**Text excerpt**.
┄┄┄┄┄┄┄┄┄┄┄┄┄┄┄┄┄┄┄┄

Cognate Queries

Often, queries are structured, that is, the query contains several separate data items that must be matched against different fields of the record. Each of these data items is often referred to as a querylet. A common approach to the implementation of a structured query is a targeted query. This is a set of simple queries, where each simple query matches one querylet of the structured query against a different field or set of fields in the record.

One limitation of a set of simple queries is that the component querylets are restricted to matching only within the field or fields specified. In some cases, however, you might have several querylets that correspond to a group of closely related fields whose values are commonly assigned to a wrong field. In such cases, the cognate query provides an option for a more refined comparison of these related querylets and fields. Like simple queries, the cognate query computes a match score between 0.0 and 1.0 for the group of related fields.

For instance, tables containing name data often have several name fields: first name, last name, middle name, second surname, and so on. It is common for data to be entered in one name field that belongs in another. Therefore, the values given for the querylets are subject to the same confusion. In this situation, construct a cognate query in which each name querylet is targeted at the corresponding (or “cognate”) field.

This sounds like a set of targeted simple queries, but there is a crucial difference. Though each querylet in a cognate query is preferentially matched with data in the cognate field, the cognate query also allows the possibility of cross-matching between a querylet and the other participating non-cognate fields. Cross-matching of this kind occurs without penalty (unless you assign a penalty for it). This makes the cognate query the tool of choice for matching across closely related fields.

A query consists of first, middle, and last name querylets – for example, “Alfred”, “E”, “Newman”. You can construct a cognate query matching these querylets against the corresponding First, Middle, and Last Name fields of the table. The search results might include the following four records:

 

Score

First

Middle

Last

1.00

E

Alfred

Newman

0.92

Alfred

E

Neuman

0.46

John

E

Neumann

0.38

Albert

E

Noyes

Note that the top record “E Alfred Newman” scores a perfect 1.0, although the query’s first name “Alfred” and middle initial “E” are fielded differently in the record. This causes the “E Alfred Newman” record to outrank the “Alfred E Neuman” record, which does not score a perfect match due to the different spelling of the last name.

┄┄┄┄┄┄┄┄┄┄┄┄┄┄┄┄┄┄┄┄

**Supplied entries**.
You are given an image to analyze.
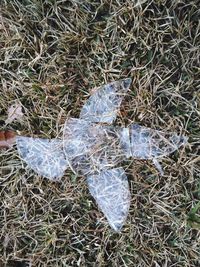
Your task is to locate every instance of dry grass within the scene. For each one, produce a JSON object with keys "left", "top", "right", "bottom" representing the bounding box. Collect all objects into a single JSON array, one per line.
[{"left": 0, "top": 0, "right": 200, "bottom": 267}]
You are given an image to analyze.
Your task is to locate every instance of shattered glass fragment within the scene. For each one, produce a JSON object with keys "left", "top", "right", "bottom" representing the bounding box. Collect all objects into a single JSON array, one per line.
[
  {"left": 87, "top": 168, "right": 130, "bottom": 231},
  {"left": 16, "top": 136, "right": 68, "bottom": 181},
  {"left": 80, "top": 78, "right": 131, "bottom": 123}
]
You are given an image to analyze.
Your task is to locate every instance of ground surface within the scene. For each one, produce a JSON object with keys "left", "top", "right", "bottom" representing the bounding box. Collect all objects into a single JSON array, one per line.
[{"left": 0, "top": 0, "right": 200, "bottom": 267}]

┄┄┄┄┄┄┄┄┄┄┄┄┄┄┄┄┄┄┄┄

**Aim of the exercise**.
Copy out, word for word, the part of the cognate queries page starting at "One limitation of" and ending at "of related fields.".

**Answer to this problem**.
One limitation of a set of simple queries is that the component querylets are restricted to matching only within the field or fields specified. In some cases, however, you might have several querylets that correspond to a group of closely related fields whose values are commonly assigned to a wrong field. In such cases, the cognate query provides an option for a more refined comparison of these related querylets and fields. Like simple queries, the cognate query computes a match score between 0.0 and 1.0 for the group of related fields.